--- Begin ---

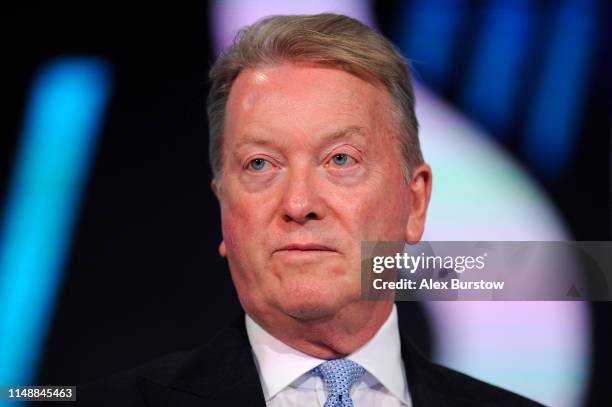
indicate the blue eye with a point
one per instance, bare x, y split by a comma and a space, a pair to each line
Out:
340, 159
258, 164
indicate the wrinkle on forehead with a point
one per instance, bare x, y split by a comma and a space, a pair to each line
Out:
258, 79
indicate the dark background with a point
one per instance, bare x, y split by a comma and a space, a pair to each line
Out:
143, 275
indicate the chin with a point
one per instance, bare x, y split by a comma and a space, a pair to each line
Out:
308, 304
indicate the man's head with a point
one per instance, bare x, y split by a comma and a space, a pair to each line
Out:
314, 149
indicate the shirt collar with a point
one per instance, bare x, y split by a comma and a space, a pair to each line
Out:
279, 364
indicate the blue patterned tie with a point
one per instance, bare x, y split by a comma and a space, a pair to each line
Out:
339, 375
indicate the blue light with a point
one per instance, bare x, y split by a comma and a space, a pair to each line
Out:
61, 126
490, 89
426, 32
552, 127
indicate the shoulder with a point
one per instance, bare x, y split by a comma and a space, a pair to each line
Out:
124, 388
430, 382
185, 374
471, 391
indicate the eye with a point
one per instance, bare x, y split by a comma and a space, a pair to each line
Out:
342, 160
258, 164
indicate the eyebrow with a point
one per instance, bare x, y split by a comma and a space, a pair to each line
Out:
250, 139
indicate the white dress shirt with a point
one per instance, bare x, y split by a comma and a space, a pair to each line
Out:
286, 380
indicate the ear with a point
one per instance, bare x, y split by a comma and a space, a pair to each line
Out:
215, 187
419, 190
222, 249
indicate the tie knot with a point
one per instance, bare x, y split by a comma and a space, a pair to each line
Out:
339, 375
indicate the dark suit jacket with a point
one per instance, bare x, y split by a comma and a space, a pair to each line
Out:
223, 373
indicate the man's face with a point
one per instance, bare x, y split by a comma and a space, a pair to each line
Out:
311, 168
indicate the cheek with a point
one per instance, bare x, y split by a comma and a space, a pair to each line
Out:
376, 211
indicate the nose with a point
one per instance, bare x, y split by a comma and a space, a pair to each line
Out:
302, 201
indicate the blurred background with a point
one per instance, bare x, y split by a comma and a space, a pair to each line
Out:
109, 230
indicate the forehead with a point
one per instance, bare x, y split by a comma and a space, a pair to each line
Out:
307, 98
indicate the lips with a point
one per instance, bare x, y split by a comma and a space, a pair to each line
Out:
304, 248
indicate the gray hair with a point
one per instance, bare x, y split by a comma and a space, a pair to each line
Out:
326, 39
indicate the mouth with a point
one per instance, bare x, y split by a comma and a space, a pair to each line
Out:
305, 249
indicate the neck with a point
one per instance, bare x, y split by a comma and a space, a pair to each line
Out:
332, 336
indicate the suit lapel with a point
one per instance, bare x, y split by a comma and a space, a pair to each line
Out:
221, 372
422, 381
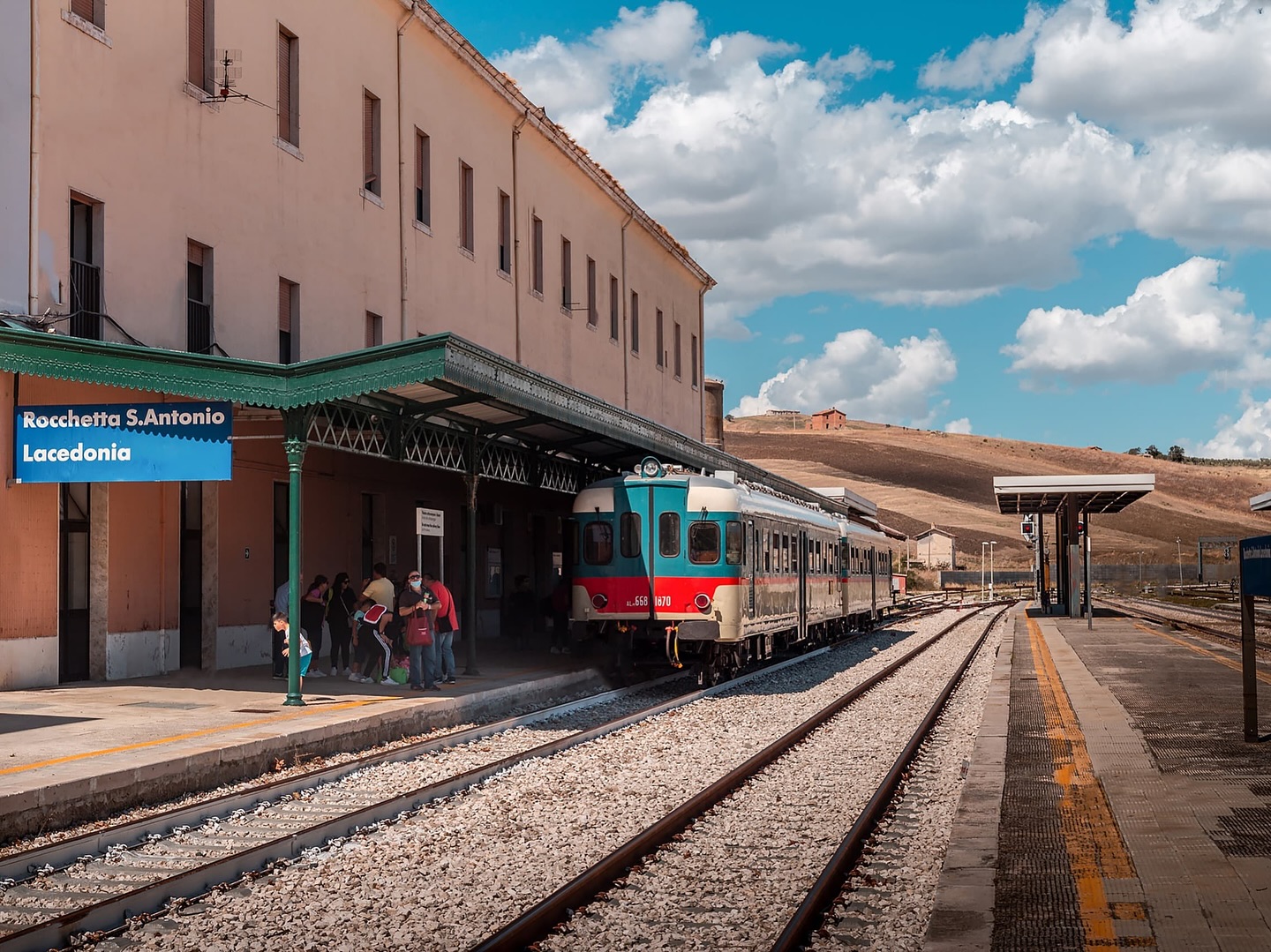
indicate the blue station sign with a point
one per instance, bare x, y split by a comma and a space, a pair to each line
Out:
1256, 566
122, 443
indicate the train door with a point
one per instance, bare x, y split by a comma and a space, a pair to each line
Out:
802, 582
751, 557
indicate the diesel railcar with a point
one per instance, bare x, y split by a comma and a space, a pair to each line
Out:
718, 572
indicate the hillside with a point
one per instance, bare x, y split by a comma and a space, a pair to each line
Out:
921, 476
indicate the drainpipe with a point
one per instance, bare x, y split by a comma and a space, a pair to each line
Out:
627, 392
516, 240
402, 173
34, 210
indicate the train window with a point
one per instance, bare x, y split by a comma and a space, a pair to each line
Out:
598, 543
669, 534
628, 536
703, 543
735, 544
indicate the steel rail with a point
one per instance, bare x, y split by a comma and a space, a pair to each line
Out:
107, 914
537, 922
810, 914
19, 866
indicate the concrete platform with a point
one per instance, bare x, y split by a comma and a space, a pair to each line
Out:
1111, 801
75, 752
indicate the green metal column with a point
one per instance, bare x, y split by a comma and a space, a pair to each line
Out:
297, 422
470, 620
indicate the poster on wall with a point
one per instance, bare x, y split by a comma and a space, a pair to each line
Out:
122, 443
493, 573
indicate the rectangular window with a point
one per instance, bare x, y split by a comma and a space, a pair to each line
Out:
422, 178
199, 297
467, 204
613, 308
537, 236
635, 323
505, 233
289, 86
372, 144
90, 11
289, 320
629, 536
199, 36
669, 536
86, 233
592, 313
735, 544
374, 329
598, 543
566, 274
703, 543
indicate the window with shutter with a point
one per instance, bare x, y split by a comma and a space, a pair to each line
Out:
372, 144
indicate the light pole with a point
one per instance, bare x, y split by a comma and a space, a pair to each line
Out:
1180, 543
990, 570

--- End ---

Set exercise ->
Transcribe every record above exactly, leaving out the pictures.

Exercise solution ->
indicate the blue eye with a point
one per instance, bare x, y split by a comma and a space, a pair to each line
Out:
340, 159
258, 164
indicate the wrinkle on forehead with a point
one per instance, bare x, y split by a comma and a space, a pair to each line
Out:
258, 79
indicate the dark background with a point
one per instance, bare x, y split by a comma and a space, a pair to each line
Out:
143, 275
indicate the chin with a point
one per instance, bare x, y split by a comma and a space, a pair to each line
Out:
308, 304
indicate the man's head with a point
one per instance, bare x, y split by a comma and a space, a pair to each line
Out:
314, 149
indicate the shirt collar with a point
one per instance, bare x, y split by a comma and a space, a pair to each line
Out:
279, 364
indicate the blue patterned tie with a point
one per instance, bare x, y split by a comma and a space, a pair to each line
Out:
339, 375
indicate the blue light with a point
one per instance, bare x, y split by a comma and a space, a pair to each line
Out:
61, 126
490, 89
426, 32
552, 127
indicate the shoulder with a point
one per instance, bare x, y split by a comma and a space, a pair to each line
Out:
124, 388
430, 382
185, 374
471, 391
indicate the eye with a point
one per instance, bare x, y split by a comma and a space, a pair to each line
Out:
342, 160
258, 164
indicate the eyebrow with a point
one per instance, bare x, y split by a comma and a space, a pair to each line
Out:
250, 139
indicate the white dress shirt with a point
one per instance, bare x, y split by a comma and a space, a pair to each line
Out:
286, 380
indicate the ear with a point
one per instance, bare x, y split by a comma and a space, a pair to each line
Out:
215, 187
419, 190
222, 249
indicate the tie knot with a point
one per instance, bare x, y split by a comma and a space, a pair to each line
Out:
339, 375
indicate the dark suit jacket with a point
one per instance, bare x, y split by a comma and a space, a pair to each line
Out:
223, 373
indicate the man's face with a point
one per instance, bare x, y split by a comma and a space, a pair to each line
Out:
311, 168
indicate the cheek with a point
one per instance, bare x, y split by a comma and a space, a pair to each line
Out:
376, 211
indicate the nose with a point
one per instance, bare x, y split by a comma and a space, a pair to each line
Out:
302, 201
indicate the blurred background with a point
one per instance, bare x, y split by a comma and a space, a pair to each line
Out:
109, 230
indicate the forehead with a point
one per instance, bare x, y split by a comma and a space, a pair to each line
Out:
307, 98
indicate the lips with a point
one per instance, bare x, y split by a comma and a space, a pair to each line
Out:
304, 248
indicate the gray hair with a point
one per instance, bare x, y split by a comma and a space, a pair to each line
Out:
326, 39
indicate the mouth with a point
one per instance, bare x, y split by a comma and a space, a pair to each line
Out:
305, 249
indicate the neck with a point
one per instance, bare x, y split by a comma and a space, a pair to each line
Out:
332, 336
indicate the suit lapel with a point
one per instance, bare x, y split by a comma and a space, a pair to each line
Out:
221, 372
422, 381
indicate the blue station sign with a point
one per instance, bare x, y split by a comma and a space, a pair to each line
Out:
1256, 566
122, 443
indicate the train door with a point
one per instance, bare x, y split by a comma and a space, a pair to each line
Out:
802, 582
751, 557
indicate the diesel railcar with a point
one per instance, bare x, y split by a comma and a space, a pair to each line
Out:
718, 572
indicate the hillside with a point
one per instance, bare x, y split by a comma and a space, a pair to each line
Out:
921, 476
indicate the drainpipe with a point
one per instance, bare x, y split by a comma and a space, a pair to each line
Out:
627, 392
516, 240
402, 173
34, 210
indicate the train window with a point
one per instance, bare x, y split by a comma and a space, a pair to each line
Out:
598, 543
669, 534
628, 536
703, 543
735, 544
indicate the steel rail with a point
one per instance, bare x, y split by a comma and a space, a pair to each line
Out:
107, 914
537, 922
810, 914
19, 866
indicate the concrete platform with a point
one per instance, bare x, y split by a comma and a space, a pair to each line
Out:
1111, 801
75, 752
indicate the green metal column with a point
one per instance, bare x, y split by a comma and a space, a pair to each line
Out:
297, 422
470, 620
indicate the poster on wall with a point
one per instance, bare x, y split by a comma and a space, a pair to each line
Out:
122, 443
493, 573
indicate the rectangular window with a point
one per instance, bare x, y split by a comma and a space, a pair to each line
Out:
422, 178
199, 297
467, 204
613, 308
537, 236
635, 323
505, 233
289, 86
372, 144
90, 11
289, 320
629, 536
199, 36
669, 536
86, 233
592, 313
735, 544
374, 329
598, 543
566, 274
703, 543
indicate the window with shutter with a point
one per instance, bare x, y split by a comma and a space, a pair to each line
Out:
372, 144
indicate the light pole with a point
one per instance, bare x, y split by a comma and a space, a pair to each line
Out:
1180, 543
990, 570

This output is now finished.